[Directions for this task]: Write out the records word for word, with no pictures.
· · · · ·
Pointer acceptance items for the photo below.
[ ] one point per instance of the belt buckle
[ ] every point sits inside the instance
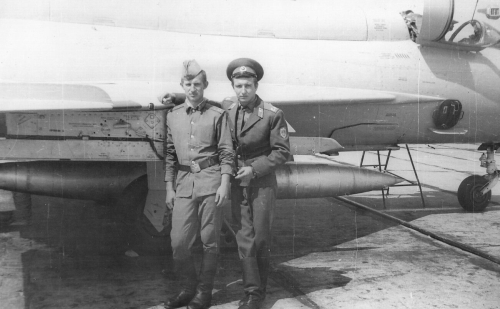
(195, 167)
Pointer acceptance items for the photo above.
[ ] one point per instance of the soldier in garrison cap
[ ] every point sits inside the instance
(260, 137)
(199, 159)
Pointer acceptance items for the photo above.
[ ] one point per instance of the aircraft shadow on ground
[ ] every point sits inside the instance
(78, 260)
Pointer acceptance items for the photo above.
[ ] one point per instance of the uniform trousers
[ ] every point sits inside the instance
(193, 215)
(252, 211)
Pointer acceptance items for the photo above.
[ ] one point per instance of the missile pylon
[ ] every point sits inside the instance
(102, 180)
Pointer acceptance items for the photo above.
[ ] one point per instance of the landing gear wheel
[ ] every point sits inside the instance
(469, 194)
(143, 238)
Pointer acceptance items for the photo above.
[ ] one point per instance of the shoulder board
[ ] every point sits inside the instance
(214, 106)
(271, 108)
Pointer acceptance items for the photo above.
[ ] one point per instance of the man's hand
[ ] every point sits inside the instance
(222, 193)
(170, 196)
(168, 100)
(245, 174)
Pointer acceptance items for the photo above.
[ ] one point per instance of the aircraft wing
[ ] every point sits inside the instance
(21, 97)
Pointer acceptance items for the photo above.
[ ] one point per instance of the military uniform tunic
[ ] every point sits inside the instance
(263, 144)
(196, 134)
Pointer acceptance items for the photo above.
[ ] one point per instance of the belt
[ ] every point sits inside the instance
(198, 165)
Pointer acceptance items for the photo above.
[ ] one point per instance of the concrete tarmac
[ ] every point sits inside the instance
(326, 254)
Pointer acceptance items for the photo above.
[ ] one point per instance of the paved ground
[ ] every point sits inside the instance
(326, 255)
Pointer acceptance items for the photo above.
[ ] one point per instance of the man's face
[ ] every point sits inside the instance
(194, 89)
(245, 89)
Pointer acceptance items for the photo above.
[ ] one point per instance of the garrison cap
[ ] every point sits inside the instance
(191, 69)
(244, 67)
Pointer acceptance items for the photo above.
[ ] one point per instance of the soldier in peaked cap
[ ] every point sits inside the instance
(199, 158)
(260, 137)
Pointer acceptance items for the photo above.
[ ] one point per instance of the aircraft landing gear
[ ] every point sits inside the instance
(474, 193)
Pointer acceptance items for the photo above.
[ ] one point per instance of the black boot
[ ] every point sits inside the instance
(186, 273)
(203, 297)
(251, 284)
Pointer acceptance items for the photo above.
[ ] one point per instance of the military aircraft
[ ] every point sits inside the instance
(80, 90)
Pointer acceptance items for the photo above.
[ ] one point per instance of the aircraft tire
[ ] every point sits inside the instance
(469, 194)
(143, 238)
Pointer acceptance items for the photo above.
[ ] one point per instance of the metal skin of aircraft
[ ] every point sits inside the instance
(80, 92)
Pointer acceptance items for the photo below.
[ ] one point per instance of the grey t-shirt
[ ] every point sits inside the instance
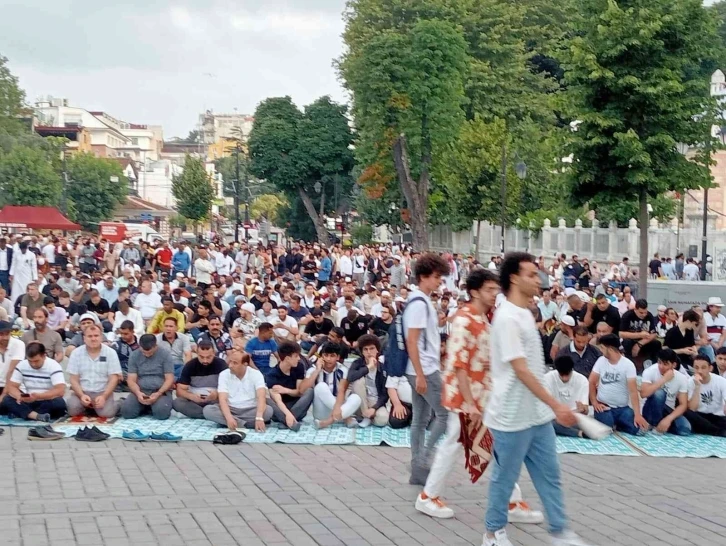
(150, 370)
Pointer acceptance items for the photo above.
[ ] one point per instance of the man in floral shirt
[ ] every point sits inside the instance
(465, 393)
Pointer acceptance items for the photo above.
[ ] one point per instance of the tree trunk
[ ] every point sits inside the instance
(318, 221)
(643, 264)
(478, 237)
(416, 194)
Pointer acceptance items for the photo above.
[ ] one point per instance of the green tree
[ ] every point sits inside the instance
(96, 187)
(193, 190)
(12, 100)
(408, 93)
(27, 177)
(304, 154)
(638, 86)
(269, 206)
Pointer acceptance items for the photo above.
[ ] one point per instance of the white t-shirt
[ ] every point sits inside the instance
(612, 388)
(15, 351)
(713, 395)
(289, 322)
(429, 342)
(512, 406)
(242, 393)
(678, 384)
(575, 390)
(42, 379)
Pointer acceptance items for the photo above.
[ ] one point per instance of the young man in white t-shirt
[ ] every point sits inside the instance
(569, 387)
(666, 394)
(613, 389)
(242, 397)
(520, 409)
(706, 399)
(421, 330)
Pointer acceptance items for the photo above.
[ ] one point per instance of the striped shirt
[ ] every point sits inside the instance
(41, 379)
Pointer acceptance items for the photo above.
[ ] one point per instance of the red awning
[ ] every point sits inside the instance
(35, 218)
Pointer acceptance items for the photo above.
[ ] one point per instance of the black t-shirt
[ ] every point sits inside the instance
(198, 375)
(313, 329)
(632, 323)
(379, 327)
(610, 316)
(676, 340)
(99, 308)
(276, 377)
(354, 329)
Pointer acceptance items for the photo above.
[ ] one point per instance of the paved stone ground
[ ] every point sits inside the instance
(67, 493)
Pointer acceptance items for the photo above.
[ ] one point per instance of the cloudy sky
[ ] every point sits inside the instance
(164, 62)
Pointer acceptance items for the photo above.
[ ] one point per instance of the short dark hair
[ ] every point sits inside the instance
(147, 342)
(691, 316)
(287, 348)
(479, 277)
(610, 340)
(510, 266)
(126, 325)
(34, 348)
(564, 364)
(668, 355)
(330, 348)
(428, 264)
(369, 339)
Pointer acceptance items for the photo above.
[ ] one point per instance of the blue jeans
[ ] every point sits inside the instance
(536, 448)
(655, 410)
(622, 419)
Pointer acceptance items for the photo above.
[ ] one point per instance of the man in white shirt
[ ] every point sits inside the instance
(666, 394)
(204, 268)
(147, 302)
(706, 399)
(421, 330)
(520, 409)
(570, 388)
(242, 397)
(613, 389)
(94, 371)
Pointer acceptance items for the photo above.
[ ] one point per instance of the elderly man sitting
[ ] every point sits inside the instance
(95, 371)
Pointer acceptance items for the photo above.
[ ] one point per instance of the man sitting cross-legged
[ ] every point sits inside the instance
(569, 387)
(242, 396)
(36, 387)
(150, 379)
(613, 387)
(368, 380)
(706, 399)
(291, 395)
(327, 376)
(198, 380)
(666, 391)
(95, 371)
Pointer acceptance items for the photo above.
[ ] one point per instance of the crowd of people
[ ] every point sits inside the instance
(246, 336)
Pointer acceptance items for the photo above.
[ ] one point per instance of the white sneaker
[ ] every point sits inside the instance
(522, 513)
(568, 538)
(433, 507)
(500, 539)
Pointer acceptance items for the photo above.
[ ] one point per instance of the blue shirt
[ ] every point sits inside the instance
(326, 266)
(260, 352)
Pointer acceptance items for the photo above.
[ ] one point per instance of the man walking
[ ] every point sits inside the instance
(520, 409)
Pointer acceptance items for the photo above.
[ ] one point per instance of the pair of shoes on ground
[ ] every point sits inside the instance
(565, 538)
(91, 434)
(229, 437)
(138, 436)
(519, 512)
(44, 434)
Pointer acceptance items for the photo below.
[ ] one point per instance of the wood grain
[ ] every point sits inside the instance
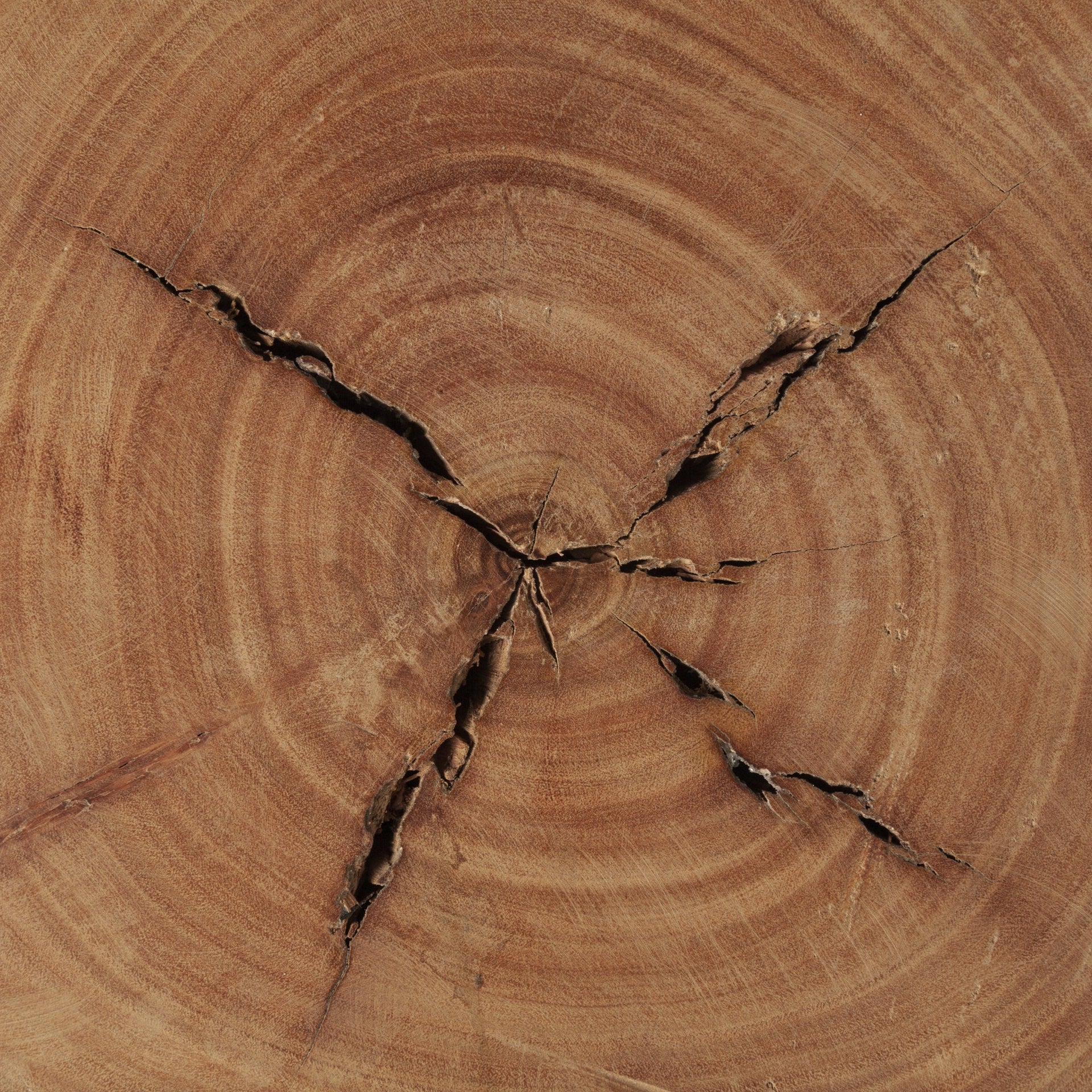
· · · · ·
[Answer to this task]:
Pointer acceptance items for the photo below.
[ ] one point per instance of the belt buckle
[ ] every point sits inside the instance
(195, 167)
Pointer acceptance items for the photo above.
[ ] one point per instance of the soldier in garrison cap
[ ] every point sits inside the instance
(260, 137)
(199, 159)
Pointer acceptance items for the photo above.
[ ] one point per instance of the aircraft shadow on ground
[ ] every point sits inside the instance
(78, 260)
Pointer acceptance items for the photo above.
[ ] one point per instance of the uniform trousers
[ ] every point sits inside the instance
(193, 215)
(252, 211)
Pointer acceptance items for the photo above.
[ ] one point per instance of the missile pylon
[ ] every point sits inside the instance
(102, 180)
Pointer acceptance items for the photo above.
[ ] one point per instance of the landing gear wheel
[ ] every point sits inside the instance
(469, 194)
(143, 238)
Pointer acceptance items for the photo above.
[ ] one point per instance of the shoulder board
[ ] every point sits inside the instance
(214, 106)
(271, 108)
Pointer acceptance items for the photo above.
[ ] one point per instance of the man's hand
[ ] every point sits inside the instance
(222, 193)
(170, 196)
(168, 100)
(245, 174)
Pointer acceptance items for the photo above.
[ ] one point per instance of the aircraft wing
[ ] every point sits inside the instance
(21, 97)
Pointer acceptance items for the photo above.
[ ] one point per instance of the military uniform tunic
[ ] every point sits inside the instance
(263, 144)
(196, 134)
Pointer acceptance items for the photo above.
[ ] one point per instance of the belt
[ ] every point sits inside the instance
(198, 165)
Pointer acceptance items for the photo above.
[ ] one point per instance of the concrete tarmac
[ ] every point sits inside the instance
(326, 254)
Pointer acceptance items for the photo above.
[ ] one point per instance of the paved ground
[ ] every point sits inside the instance
(326, 255)
Pointer acceptance items for the photo above.
[ ] one point per instance of the man's face
[ ] every point sits inside the instance
(194, 89)
(245, 89)
Pointer acceptance items for the photo above.
[ ] one point per instance of the garrison cap
[ ] every point sits inside the instance
(191, 69)
(244, 67)
Pointer acceptance items for the photo above.
[ ] one point per instance of the soldier in peaked cap
[ ] every point sits inside the instance
(199, 158)
(260, 137)
Pointer acceptance items for the photo above.
[ ] one point per instance of the aircraft landing gear
[ ] every point sits inside the instance
(474, 193)
Pointer acceptance items for the photo above.
[ ] one point per instance of the black boot
[ ] every point sits inside the instance
(186, 273)
(203, 297)
(251, 284)
Pointer acceptance items for the photo above.
[ ] one point per instance of the military aircraft
[ ] every point sits inside the instance
(80, 90)
Pointer acceptance items for the photo above.
[ ] one point per instance of the aircraft tire
[ ] every point sits inside the instance
(469, 194)
(143, 238)
Pointer acceptance items for the photo above.
[ ] one point per instance of the metal skin of aircraft
[ ] every point sits inside the instance
(80, 92)
Pointer acceptance items for the photo below.
[ ] one point per instance of the grey t-shirt
[ ] every point sits inside the instance
(150, 370)
Pointer acceptance items for the photo above.
[ ] one point per instance of the man in floral shirt
[ ] every point sits inside the instance
(465, 393)
Pointer acceptance items for the photo above.
[ ] one point per instance of the tree trunk
[ ] every point sits inside the instance
(318, 221)
(643, 264)
(478, 237)
(416, 194)
Pointer acceptance items for the photo above.
[ ] one point per instance of the green tree
[ ] every point sits inside the instance
(96, 187)
(193, 190)
(12, 100)
(408, 93)
(27, 177)
(304, 154)
(638, 86)
(269, 206)
Pointer acceptance items for the photo above.
[ ] one point per instance of the white t-shirt
[ ] every point sits inside the instance
(612, 388)
(15, 351)
(713, 395)
(289, 322)
(429, 342)
(512, 406)
(242, 393)
(678, 384)
(575, 390)
(42, 379)
Pointer acceptance items for the photo above.
[ ] one point per instance of the young man in white t-shirt
[ ] every point sits inside the instance
(569, 387)
(666, 394)
(613, 389)
(242, 397)
(520, 409)
(706, 399)
(421, 330)
Pointer acceptance items for the photo above.
[ ] one point per instance of the striped shirt
[ ] every point sits inside the instance
(41, 379)
Pointer acceptance items for the photo above.
[ ] one point per instance of the red awning
[ ] every point sits inside the instance
(35, 218)
Pointer acceptance items for the photo above.
[ ] one point per instance of the black t-shirt
[ ] every point sits inside the instance
(198, 375)
(313, 329)
(632, 323)
(379, 327)
(610, 316)
(676, 340)
(99, 308)
(276, 377)
(354, 329)
Pointer acceptance items for the photo above.
[ ] one point per instance of the paved stone ground
[ ] every point sits inside the instance
(67, 493)
Pointer acceptance items for the photo above.
[ ] one point per instance of the cloudy sky
[ ] every point sits inside the instance
(164, 62)
Pointer acceptance items for the photo above.
[ ] one point per instance of the short dark hair
[ ] every point sits inside the instance
(147, 342)
(691, 316)
(287, 348)
(479, 277)
(610, 340)
(510, 266)
(126, 325)
(34, 348)
(564, 364)
(668, 355)
(330, 348)
(428, 264)
(369, 339)
Pointer acceptance items for the photo above.
[ ] one point per instance of the blue jeans
[ ] every point sits inside the instance
(536, 448)
(655, 410)
(622, 419)
Pointer acceptance items for the photo above.
[ ] one point per instance of the man in white shirt
[ ] every point sits inside the instance
(666, 394)
(204, 268)
(147, 302)
(706, 399)
(421, 330)
(520, 409)
(570, 388)
(242, 397)
(613, 389)
(94, 371)
Pointer acceptance items for the photo above.
[ ] one point per instance of the elderly man sitting
[ ] every point sits inside the instance
(95, 371)
Pointer acceptance items for the photo above.
[ ] one point per instance of the man sitting cross-legged
[ ] every point sits inside the instance
(569, 387)
(242, 396)
(36, 387)
(150, 379)
(613, 387)
(368, 380)
(706, 399)
(291, 395)
(327, 376)
(198, 380)
(666, 391)
(95, 371)
Pointer acceptance items for the photo above.
[ ] one point per instance of the crowd of people
[ ] every point sits inside the instance
(246, 336)
Pointer acceptance items for the photo above.
[ ] one point per instance of the white sneaker
[ ] every point sits inside the instance
(522, 513)
(568, 538)
(433, 507)
(500, 539)
Pointer acceptance items for the photo above.
[ ] one point per instance of the blue shirt
[ ] every point sits inside the instance
(326, 266)
(260, 352)
Pointer acceptance items for the photo above.
[ ] one point per instance of the man walking
[ ] every point sits inside the instance
(520, 409)
Pointer acceptance items for the photo above.
[ ] one point per instance of the pair of shoes on ground
[ ] every point sits inside the instance
(565, 538)
(91, 434)
(229, 437)
(138, 436)
(519, 512)
(44, 434)
Pointer acceptance items for the photo below.
[ ] one point per instance of the wood grain
[ ] every point sits inside the instance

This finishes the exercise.